- _Verilen Görev_
Mezopotamya üzerine yazılmış metinden "Dağ çöle, çöl" sözleriyle başlayıp "alana rastlamak mümkündür." sözleriyle biten kısmı harfi harfine aynen yaz.

- _Seçilen Metin_
......

Bir eski zaman tadı: Kahve tahl, mırra

Şeyhmus Çakırtaş Independent Türkçe için yazdı

Fotoğraf: Şeyhmus Çakırtaş

Mezopotamya gerek antik yerleşimleriyle, gerekse de yaşam biçimi ve mistik kültürüyle oldukça dikkat çekici bir yer. Bir ucu Ortadoğu'nun otantik yapısına, diğer ucu dağ kültürünün doğduğu Ağrı'ya kadar uzanır.

Bu nedenledir ki, insan çok sayıda farklı kültürler görür ve eski zaman hikayelerine ulaşır, olağanüstü fotoğraf karelerine, yaşanmışlıklara tanıklık eder.

Dağ, yayla, ova ve giderek çöle dönüşen, düzleşen bir coğrafyanın eski zaman kesiti gibi insanı kendine çeker ve zaman denilen kaydırakta kaydırır.

Hikayesi de budur zaten. 

Dağ çöle, çöl dağa karışır ve iç içe geçer. 

Bu nedenle Mezopotamya'da bir yerden, bir yere giderken, yol üzerinde kurulan çok sayıda höyük, eski yerleşim yeri ve antik alana rastlamak mümkündür.
 

Şeyhmus Çakırtaş (4).JPG
Fotoğraf: Şeyhmus Çakırtaş


Eski kervan yolları, yıllarca varlığını sürdürmüş, insanları kavuşturmuş, ticaret için uygun ortam oluşmuş.

En eski ticaret yolu olan İpek Yolu tarihin tozlu tünelinde zamanla belirsizleşirken, izlerini hala Mezopotamya'nın gözden ırak yerlerinde görmek mümkün.
 

Şeyhmus Çakırtaş (5).JPG
Şeyhmus Çakırtaş (5).JPG, by merve.bayrakci


Bu izlerden birisi de Kela Çemdin'dir. Viranşehir sınırları içinde yer alan eski yerleşim alanı, hem eşsiz yapısı, hem de barındırdığı yaşam tarzıyla geçmişi yaşatan, eski zaman hikayelerini günümüze ulaştıran bir mistik yerdir.

......

(Bir dizi kayıt)
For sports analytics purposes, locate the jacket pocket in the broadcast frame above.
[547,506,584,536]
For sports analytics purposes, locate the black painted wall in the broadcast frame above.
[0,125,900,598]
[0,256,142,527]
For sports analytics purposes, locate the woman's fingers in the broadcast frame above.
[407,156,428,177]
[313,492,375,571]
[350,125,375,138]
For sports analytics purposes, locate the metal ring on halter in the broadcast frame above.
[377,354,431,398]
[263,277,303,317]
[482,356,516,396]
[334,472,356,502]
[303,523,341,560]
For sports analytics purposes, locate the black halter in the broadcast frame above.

......

- _Yazılı Çözüm_
Dağ çöle, çöl dağa karışır ve iç içe geçer. 

Bu nedenle Mezopotamya'da bir yerden, bir yere giderken, yol üzerinde kurulan çok sayıda höyük, eski yerleşim yeri ve antik alana rastlamak mümkündür.